── Provided material

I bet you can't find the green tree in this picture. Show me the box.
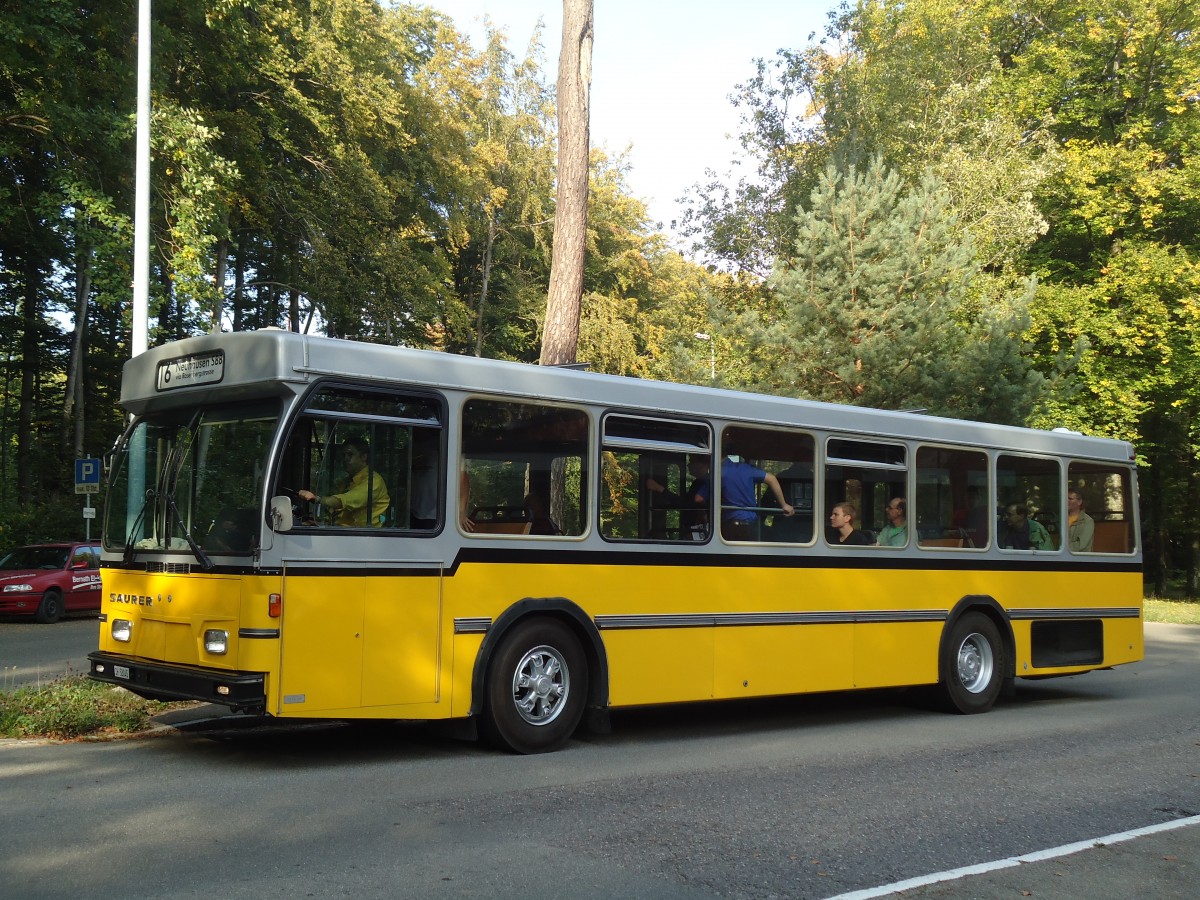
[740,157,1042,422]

────
── Provided material

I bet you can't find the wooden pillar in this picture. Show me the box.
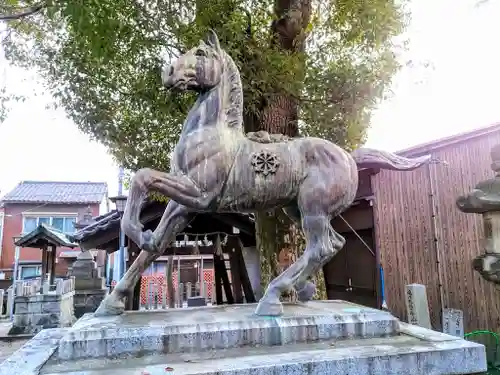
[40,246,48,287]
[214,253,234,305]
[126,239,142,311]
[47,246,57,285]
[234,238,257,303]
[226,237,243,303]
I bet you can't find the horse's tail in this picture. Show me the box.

────
── Provided material

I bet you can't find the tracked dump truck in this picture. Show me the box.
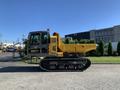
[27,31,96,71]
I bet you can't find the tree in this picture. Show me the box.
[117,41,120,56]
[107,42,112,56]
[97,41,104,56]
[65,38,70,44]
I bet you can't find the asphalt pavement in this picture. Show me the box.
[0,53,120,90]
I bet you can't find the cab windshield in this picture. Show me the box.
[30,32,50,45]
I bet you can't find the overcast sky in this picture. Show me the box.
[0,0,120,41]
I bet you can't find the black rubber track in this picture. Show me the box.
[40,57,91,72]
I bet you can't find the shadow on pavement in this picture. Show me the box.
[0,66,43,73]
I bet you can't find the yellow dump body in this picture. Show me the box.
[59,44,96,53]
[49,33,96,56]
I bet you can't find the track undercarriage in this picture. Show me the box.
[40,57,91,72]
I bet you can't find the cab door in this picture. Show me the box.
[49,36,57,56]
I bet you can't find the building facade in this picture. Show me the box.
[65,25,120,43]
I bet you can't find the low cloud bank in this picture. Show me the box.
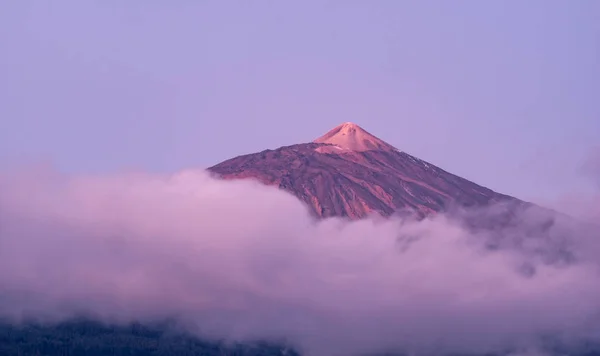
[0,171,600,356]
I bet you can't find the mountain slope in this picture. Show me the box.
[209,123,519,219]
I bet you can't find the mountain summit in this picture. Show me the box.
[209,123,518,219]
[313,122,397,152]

────

What the exercise asks: Please write out again, word for word, the lines of the entries above, starting at the line that has "I bet you can't find the track undercarriage" and stopping after the line that has "[313,122,397,152]". Leave out the pictures.

Output below:
I bet you can't find the track undercarriage in this picture. Show me the box.
[40,57,91,72]
I bet you can't find the cab door in this picture. Show me the box.
[49,36,57,56]
I bet you can't find the building facade in this picture. Show me the box.
[65,25,120,43]
I bet you can't find the low cloud bank in this picture. Show me the box.
[0,171,600,356]
I bet you can't find the mountain slope in this picture. Show me the box.
[209,123,519,219]
I bet you can't find the mountain summit in this picture. Show me the box.
[209,123,518,219]
[313,122,397,152]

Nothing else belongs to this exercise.